(Pointing dataset entries)
[start]

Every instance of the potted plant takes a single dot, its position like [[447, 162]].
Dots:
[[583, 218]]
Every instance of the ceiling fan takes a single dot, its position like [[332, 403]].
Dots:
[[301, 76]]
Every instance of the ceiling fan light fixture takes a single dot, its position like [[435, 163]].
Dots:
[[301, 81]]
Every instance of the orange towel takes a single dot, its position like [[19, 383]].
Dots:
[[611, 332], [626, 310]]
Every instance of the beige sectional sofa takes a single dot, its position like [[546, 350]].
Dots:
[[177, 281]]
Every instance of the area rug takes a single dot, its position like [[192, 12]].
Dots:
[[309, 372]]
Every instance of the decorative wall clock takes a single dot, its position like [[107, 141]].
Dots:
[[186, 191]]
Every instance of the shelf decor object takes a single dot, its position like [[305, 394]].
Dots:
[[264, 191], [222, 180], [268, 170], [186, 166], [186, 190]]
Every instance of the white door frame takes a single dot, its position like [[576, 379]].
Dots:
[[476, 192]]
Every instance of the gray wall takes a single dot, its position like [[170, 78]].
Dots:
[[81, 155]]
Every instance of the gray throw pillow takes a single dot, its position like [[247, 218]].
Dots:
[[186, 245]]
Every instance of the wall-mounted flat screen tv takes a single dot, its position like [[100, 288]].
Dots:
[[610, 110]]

[end]

YOUR OBJECTIVE :: Give the lines of every entry above as a JSON list of strings, one string per line, leaving out any blank lines.

COMPLETE ANSWER ::
[
  "Every instance of the potted plant takes a single dot, its position like [[447, 162]].",
  "Dots:",
  "[[583, 218]]",
  "Every instance of the ceiling fan takes a single dot, its position like [[332, 403]].",
  "Dots:",
  "[[301, 76]]",
  "Every instance of the ceiling fan light fixture takes a single dot, its position like [[435, 163]].",
  "Dots:",
  "[[301, 81]]",
  "Every instance of the orange towel takes a single dot, its position like [[19, 383]].",
  "Dots:",
  "[[611, 332], [626, 310]]",
  "Every instance of the beige sectional sofa takes a single dot, its position like [[546, 350]].",
  "Dots:",
  "[[177, 281]]",
  "Every instance of the area rug takes a single dot, its position like [[192, 12]].",
  "Dots:",
  "[[309, 372]]",
  "Every instance of the decorative wall clock takes a single dot, its position like [[107, 141]].",
  "Dots:",
  "[[186, 191]]",
  "Every instance of the shelf decor object takes a single dot, its position like [[305, 394]].",
  "Dots:",
  "[[264, 191], [222, 180], [268, 170], [186, 166], [186, 190]]",
  "Every instance of the white door frame takes a single dot, its position like [[576, 379]].",
  "Dots:",
  "[[476, 192]]",
  "Every instance of the gray wall takes a single dot, its position like [[170, 78]].",
  "Dots:",
  "[[81, 155]]",
  "Every instance of the gray throw pillow takes a single dot, its position like [[247, 218]].",
  "Dots:",
  "[[186, 245]]",
  "Every instance of the wall-mounted flat screen tv takes a single dot, its position like [[100, 288]].",
  "Dots:",
  "[[610, 110]]"
]